Segmentation labeling records —
··········

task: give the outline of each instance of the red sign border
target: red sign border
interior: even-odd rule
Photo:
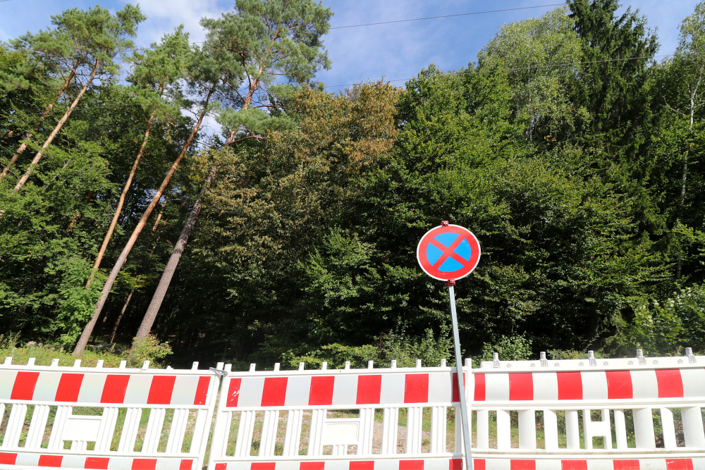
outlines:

··········

Required work — Repeat these records line for line, without changing anything. Leave out the pictures.

Answer for this exercise —
task: give the outline of each instance of the red sign border
target: red sign border
interior: even-odd rule
Photo:
outlines:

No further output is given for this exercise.